**YOUR INSTRUCTIONS**
Copy out verbatim the part of the entries that opens with the line containing "the flag and" and closes with the line containing "[[669, 228], [564, 162]]", with both of those lines included.

**ENTRIES SUPPLIED**
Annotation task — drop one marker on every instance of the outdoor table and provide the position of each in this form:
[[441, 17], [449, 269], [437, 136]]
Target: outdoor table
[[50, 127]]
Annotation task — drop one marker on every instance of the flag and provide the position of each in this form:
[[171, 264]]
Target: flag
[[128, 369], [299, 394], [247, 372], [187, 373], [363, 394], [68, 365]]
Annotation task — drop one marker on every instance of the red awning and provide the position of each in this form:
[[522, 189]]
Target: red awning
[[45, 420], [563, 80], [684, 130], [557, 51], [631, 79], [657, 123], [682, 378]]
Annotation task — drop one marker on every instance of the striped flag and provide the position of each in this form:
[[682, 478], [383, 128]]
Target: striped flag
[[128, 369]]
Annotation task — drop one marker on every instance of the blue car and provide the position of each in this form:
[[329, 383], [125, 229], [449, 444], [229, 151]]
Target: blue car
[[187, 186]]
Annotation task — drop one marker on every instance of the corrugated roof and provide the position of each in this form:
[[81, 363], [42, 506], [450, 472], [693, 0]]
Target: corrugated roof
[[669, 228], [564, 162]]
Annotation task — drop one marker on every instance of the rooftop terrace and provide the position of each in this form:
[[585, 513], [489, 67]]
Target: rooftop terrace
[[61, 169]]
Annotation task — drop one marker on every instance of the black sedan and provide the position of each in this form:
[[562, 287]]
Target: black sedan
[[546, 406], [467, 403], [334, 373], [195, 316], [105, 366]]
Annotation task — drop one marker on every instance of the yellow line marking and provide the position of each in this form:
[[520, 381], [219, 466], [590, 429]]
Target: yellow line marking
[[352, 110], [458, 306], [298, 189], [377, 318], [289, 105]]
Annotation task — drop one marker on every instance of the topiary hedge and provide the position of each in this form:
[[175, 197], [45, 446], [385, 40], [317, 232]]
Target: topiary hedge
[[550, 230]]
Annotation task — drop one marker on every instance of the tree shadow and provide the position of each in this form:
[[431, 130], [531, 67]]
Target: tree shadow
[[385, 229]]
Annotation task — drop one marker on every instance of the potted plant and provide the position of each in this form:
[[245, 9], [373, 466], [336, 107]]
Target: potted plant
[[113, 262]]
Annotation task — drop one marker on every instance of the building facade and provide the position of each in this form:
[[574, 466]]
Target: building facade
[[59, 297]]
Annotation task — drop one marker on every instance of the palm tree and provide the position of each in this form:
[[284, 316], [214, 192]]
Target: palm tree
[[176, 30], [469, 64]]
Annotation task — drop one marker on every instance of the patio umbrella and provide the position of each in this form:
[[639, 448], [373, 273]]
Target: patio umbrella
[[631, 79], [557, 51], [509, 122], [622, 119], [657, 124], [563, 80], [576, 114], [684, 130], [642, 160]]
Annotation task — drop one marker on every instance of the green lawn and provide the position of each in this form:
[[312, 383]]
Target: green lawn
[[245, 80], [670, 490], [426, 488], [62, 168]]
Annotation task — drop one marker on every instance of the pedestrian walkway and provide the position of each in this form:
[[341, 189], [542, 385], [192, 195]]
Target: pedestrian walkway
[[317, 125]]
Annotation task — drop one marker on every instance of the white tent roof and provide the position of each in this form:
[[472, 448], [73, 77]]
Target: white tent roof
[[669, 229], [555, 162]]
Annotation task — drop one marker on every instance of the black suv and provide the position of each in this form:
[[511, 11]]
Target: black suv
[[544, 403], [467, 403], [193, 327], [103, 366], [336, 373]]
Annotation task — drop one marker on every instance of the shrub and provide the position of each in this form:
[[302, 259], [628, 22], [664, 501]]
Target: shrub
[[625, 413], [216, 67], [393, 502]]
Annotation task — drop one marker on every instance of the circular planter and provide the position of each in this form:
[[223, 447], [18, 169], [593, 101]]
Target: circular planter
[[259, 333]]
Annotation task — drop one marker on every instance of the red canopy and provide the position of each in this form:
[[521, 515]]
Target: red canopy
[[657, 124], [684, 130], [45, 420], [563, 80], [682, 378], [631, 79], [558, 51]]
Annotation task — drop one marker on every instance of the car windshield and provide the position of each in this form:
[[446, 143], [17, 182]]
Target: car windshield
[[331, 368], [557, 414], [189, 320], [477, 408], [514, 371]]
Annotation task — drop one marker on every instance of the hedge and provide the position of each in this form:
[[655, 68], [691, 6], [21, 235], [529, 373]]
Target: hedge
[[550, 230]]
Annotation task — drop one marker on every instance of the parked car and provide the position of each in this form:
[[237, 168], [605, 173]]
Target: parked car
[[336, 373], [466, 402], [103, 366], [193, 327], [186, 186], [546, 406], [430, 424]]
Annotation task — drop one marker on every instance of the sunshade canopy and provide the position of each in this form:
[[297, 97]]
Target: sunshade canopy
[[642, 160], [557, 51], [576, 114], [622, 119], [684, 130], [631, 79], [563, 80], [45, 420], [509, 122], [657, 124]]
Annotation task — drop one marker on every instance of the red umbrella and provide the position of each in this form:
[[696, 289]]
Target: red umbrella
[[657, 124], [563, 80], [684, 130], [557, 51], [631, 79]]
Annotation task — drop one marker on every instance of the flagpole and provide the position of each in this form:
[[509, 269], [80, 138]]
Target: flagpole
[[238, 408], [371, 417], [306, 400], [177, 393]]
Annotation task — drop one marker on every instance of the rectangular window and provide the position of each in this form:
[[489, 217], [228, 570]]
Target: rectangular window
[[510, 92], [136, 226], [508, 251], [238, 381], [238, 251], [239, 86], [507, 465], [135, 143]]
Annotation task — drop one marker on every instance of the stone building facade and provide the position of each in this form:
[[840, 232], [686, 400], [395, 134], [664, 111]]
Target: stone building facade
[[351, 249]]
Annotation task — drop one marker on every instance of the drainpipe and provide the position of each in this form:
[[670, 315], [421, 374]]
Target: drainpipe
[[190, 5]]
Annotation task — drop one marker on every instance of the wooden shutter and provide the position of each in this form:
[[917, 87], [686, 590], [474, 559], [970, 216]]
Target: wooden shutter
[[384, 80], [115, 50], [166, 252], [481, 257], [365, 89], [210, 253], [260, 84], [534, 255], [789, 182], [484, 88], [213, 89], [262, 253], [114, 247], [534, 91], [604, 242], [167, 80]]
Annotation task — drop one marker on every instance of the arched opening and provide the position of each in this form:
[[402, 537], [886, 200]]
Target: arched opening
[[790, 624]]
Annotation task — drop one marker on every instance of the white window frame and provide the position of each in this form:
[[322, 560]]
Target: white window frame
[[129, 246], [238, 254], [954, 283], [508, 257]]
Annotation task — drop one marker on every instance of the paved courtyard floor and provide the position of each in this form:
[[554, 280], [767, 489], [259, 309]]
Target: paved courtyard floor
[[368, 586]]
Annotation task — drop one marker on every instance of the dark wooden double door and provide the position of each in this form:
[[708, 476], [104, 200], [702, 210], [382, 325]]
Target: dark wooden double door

**TASK ANSWER**
Annotation task — drop one marker on every instance of the flag and provide the position of each in this form:
[[171, 264]]
Target: flag
[[128, 369], [299, 394], [247, 372], [187, 373], [363, 394], [68, 365]]
Annotation task — drop one marker on every instance of the red awning and provide the position of each in this form:
[[522, 189]]
Target: red awning
[[45, 420], [563, 80], [684, 130], [557, 51], [631, 79], [657, 123], [682, 378]]
Annotation task — drop one marker on every instance of the striped flag and provide the position of each in this form:
[[682, 478], [383, 128]]
Target: striped flag
[[128, 369]]
Annotation task — drop one marker on every instance of the blue car and provide the position of each in this form:
[[329, 383], [125, 229], [449, 444], [229, 151]]
Target: blue car
[[187, 186]]
Annotation task — drop one marker on every instance of the corrugated roof and provide the position of each in this form:
[[81, 363], [42, 506], [450, 472], [693, 0]]
Target: corrugated roof
[[669, 228], [564, 162]]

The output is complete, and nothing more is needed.